TEXT SHOWN:
━━━

World No Tobacco Day: How Tobacco Harms Heart Health
Every year, on 31 May, WHO and partners mark World No Tobacco Day (WNTD), highlighting the health and other risks associated with tobacco use, and advocating for effective policies to reduce tobacco consumption.
The focus of World No Tobacco Day 2018 is “Tobacco and heart disease.” The campaign will increase awareness on the:
- link between tobacco and heart and other cardiovascular diseases (CVD), including stroke, which combined are the world’s leading causes of death;
- feasible actions and measures that key audiences, including governments and the public, can take to reduce the risks to heart health posed by tobacco.
World No Tobacco Day 2018 coincides with a range of global initiatives and opportunities aimed at addressing the tobacco epidemic and its impact of public health, particularly in causing the death and suffering of millions of people globally.
These actions include the WHO-supported Global Hearts and RESOLVE initiatives, which aim to reduce cardiovascular disease deaths and improve care, and the third United Nations General Assembly High-level Meeting on the Prevention and Control of NCDs , being held in 2018.
Despite the known harms of tobacco to heart health, and the availability of solutions to reduce related death and disease, knowledge among large sections of the public that tobacco is one of the leading causes of CVD is low.
Cardiovascular diseases (CVD) kill more people than any other cause of death worldwide, and tobacco use and second-hand smoke exposure contribute to approximately 12% of all heart disease deaths. Tobacco use is the second leading cause of CVD, after high blood pressure.
The global tobacco epidemic kills more than 7 million people each year, of which close to 900,000 are non-smokers dying from breathing second-hand smoke.
Nearly 80% of the more than 1 billion smokers worldwide live in low- and middle-income countries, where the burden of tobacco-related illness and death is heaviest.
World No Tobacco Day 2018 aims to increase awareness within the broader public of the impact tobacco use and exposure to second-hand smoke have on cardiovascular health.

━━━

STORED DATA:
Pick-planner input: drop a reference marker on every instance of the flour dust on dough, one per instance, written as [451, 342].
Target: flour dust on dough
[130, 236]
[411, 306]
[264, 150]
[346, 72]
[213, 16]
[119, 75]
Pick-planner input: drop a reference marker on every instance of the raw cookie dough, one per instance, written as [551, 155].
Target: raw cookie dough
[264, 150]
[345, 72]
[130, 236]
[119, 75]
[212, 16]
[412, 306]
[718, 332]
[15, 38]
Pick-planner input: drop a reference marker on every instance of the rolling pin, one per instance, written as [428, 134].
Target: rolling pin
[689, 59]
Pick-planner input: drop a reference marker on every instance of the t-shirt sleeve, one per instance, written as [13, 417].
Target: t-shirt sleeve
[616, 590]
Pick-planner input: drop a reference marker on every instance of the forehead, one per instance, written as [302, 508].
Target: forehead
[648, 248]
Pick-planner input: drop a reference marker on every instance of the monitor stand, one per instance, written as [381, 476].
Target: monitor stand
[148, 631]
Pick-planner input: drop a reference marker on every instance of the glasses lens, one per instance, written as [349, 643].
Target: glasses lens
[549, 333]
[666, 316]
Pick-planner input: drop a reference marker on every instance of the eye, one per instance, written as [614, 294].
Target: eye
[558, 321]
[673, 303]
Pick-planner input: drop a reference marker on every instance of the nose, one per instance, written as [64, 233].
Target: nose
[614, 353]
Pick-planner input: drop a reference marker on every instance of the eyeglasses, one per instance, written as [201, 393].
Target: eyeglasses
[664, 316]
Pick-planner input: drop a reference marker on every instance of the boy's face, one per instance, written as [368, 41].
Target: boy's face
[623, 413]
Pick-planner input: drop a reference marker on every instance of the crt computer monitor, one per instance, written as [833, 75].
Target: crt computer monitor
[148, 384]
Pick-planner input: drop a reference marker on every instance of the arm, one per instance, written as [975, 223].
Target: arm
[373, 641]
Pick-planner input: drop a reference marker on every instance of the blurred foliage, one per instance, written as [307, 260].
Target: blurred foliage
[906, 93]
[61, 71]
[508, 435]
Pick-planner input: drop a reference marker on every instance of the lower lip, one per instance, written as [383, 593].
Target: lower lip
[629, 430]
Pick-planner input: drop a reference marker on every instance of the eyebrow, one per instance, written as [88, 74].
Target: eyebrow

━━━

REQUIRED WORK:
Sum up the article on World No Tobacco Day and heart health in two sentences.

SOLVED PROBLEM:
WHO and partners mark World No Tobacco Day every 31 May, and the 2018 theme, "Tobacco and heart disease," aims to raise awareness of how tobacco use and second-hand smoke harm heart health and of the steps governments and the public can take to cut those risks. Cardiovascular diseases kill more people than any other cause worldwide, and tobacco is their second leading cause after high blood pressure, yet many people don't know this.